Brief — Rewrite the stretch of the prostate cancer article from "Active surveillance may" through "with low-risk disease.", changing "fourfold" to "four times".

Active surveillance may not be the best option for patients diagnosed with intermediate-risk prostate cancer, results of a prospective study suggest.

Among 945 men managed with active surveillance, the risk of dying from prostate cancer within 15 years of diagnosis was nearly fourfold higher for those with an initial diagnosis of intermediate-risk disease than for those with low-risk disease.

“What surprised us was that their actually seemed to be a greater risk of dying of prostate cancer for patients diagnosed with intermediate risk disease and placed on surveillance,” said Dr. Andrew Loblaw, a radiation oncologist at Sunnybrook Health Sciences Centre in Toronto.

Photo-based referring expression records

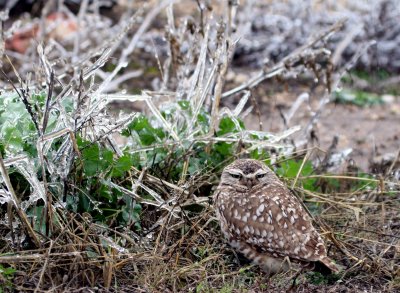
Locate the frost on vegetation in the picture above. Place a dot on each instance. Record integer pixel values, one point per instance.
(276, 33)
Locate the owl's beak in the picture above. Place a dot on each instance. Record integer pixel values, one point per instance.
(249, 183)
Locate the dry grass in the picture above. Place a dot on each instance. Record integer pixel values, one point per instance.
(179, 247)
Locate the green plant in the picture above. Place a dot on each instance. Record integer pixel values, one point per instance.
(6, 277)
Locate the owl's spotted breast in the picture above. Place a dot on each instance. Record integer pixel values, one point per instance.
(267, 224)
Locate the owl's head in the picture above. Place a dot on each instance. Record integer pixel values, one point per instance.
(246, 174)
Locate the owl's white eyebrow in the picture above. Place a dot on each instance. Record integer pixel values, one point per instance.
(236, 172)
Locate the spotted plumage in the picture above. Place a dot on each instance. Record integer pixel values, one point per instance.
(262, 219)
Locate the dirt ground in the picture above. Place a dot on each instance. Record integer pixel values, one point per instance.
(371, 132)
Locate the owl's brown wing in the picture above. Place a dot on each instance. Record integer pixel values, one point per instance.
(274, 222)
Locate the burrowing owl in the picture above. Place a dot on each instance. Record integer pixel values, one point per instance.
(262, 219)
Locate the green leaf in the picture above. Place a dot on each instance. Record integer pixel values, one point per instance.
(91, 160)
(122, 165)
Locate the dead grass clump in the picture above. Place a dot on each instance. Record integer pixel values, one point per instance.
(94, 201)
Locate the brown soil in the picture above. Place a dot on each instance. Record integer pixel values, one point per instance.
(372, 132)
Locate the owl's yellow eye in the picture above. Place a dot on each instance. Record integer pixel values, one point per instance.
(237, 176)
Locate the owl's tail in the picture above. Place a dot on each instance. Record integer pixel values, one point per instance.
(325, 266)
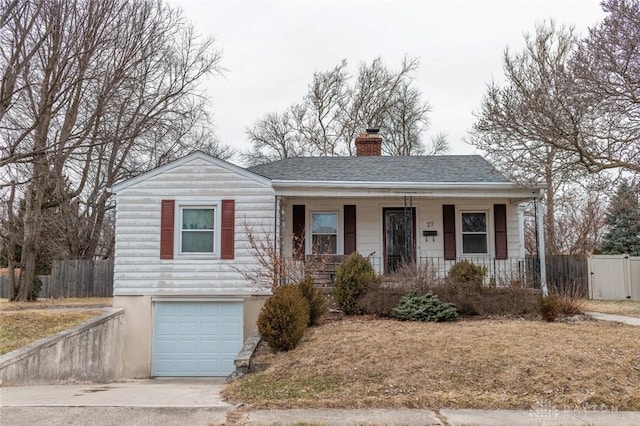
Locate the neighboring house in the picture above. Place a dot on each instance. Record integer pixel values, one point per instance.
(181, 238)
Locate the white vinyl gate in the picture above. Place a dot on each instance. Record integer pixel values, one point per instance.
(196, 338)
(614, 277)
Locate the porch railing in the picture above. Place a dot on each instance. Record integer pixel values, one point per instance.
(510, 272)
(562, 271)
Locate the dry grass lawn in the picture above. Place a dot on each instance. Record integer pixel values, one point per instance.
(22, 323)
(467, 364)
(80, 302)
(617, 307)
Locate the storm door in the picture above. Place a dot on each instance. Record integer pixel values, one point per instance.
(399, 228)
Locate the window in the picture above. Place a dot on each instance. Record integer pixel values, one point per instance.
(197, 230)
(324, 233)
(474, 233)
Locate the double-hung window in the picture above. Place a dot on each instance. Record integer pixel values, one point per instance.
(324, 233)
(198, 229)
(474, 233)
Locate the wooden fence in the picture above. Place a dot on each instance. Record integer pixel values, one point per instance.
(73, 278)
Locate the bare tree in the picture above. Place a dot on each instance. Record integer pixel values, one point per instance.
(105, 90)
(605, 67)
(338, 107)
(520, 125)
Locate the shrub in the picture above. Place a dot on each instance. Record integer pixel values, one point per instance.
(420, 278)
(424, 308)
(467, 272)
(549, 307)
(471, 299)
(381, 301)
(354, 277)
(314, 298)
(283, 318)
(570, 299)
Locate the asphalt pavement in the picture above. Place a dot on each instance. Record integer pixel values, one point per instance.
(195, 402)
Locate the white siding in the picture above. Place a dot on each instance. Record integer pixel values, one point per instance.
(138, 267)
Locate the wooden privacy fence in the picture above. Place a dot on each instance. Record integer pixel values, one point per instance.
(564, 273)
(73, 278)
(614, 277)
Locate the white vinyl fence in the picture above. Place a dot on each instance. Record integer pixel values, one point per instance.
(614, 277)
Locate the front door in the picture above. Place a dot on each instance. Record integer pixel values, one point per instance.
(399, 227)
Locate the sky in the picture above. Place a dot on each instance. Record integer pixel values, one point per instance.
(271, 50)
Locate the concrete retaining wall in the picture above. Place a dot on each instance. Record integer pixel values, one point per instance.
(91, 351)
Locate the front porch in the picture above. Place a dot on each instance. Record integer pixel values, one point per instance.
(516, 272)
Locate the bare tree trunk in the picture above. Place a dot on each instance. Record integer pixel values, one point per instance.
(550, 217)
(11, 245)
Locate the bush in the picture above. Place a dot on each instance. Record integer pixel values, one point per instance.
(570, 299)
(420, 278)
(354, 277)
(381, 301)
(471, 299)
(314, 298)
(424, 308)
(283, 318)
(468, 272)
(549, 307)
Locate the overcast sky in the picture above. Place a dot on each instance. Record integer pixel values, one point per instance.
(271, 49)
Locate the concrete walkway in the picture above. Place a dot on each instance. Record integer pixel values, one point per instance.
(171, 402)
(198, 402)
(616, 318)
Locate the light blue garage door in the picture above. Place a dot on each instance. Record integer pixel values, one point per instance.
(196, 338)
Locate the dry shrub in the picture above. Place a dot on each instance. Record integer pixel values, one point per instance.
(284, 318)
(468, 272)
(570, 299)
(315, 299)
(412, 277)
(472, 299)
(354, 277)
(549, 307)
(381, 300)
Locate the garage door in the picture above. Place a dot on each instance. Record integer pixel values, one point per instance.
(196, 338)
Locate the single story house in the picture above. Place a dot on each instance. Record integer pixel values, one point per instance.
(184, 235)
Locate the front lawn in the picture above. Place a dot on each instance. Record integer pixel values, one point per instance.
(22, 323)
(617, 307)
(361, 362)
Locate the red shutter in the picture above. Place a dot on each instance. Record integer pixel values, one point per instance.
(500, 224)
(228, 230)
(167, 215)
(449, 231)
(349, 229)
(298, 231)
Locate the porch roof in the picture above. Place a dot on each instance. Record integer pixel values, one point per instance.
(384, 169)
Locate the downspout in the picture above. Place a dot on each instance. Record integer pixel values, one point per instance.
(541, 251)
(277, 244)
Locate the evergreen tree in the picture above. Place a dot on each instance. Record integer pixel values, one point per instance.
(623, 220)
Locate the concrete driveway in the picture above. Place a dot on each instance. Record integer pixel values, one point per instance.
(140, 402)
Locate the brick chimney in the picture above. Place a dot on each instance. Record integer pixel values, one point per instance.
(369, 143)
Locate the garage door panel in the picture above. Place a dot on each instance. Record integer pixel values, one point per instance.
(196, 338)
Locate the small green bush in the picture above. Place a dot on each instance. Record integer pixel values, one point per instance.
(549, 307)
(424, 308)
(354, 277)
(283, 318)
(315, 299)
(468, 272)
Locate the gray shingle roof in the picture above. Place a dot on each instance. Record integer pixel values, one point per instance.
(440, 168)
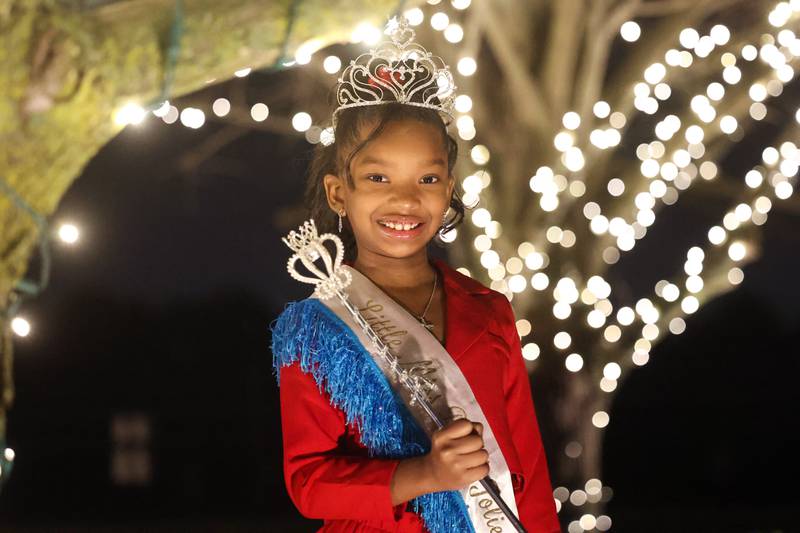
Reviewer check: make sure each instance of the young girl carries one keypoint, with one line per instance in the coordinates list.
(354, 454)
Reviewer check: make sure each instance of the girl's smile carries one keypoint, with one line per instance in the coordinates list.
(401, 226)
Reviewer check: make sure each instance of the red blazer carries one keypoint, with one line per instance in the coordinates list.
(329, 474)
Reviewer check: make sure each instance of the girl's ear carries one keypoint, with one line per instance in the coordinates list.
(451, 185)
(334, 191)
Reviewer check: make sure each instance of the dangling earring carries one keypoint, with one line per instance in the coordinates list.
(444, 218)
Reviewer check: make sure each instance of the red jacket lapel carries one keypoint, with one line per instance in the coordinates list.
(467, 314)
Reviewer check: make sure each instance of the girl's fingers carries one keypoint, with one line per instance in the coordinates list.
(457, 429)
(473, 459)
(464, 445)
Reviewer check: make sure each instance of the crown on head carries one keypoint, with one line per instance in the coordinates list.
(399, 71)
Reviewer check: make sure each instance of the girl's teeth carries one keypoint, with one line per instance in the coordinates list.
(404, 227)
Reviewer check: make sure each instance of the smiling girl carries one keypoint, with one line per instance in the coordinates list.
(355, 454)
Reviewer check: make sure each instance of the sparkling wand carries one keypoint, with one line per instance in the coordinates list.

Response to this exercise —
Active surveillance may not be the best option for patients diagnosed with intermediate-risk prostate cancer, results of a prospective study suggest.

Among 945 men managed with active surveillance, the risk of dying from prostate cancer within 15 years of diagnosis was nearly four times higher for those with an initial diagnosis of intermediate-risk disease than for those with low-risk disease.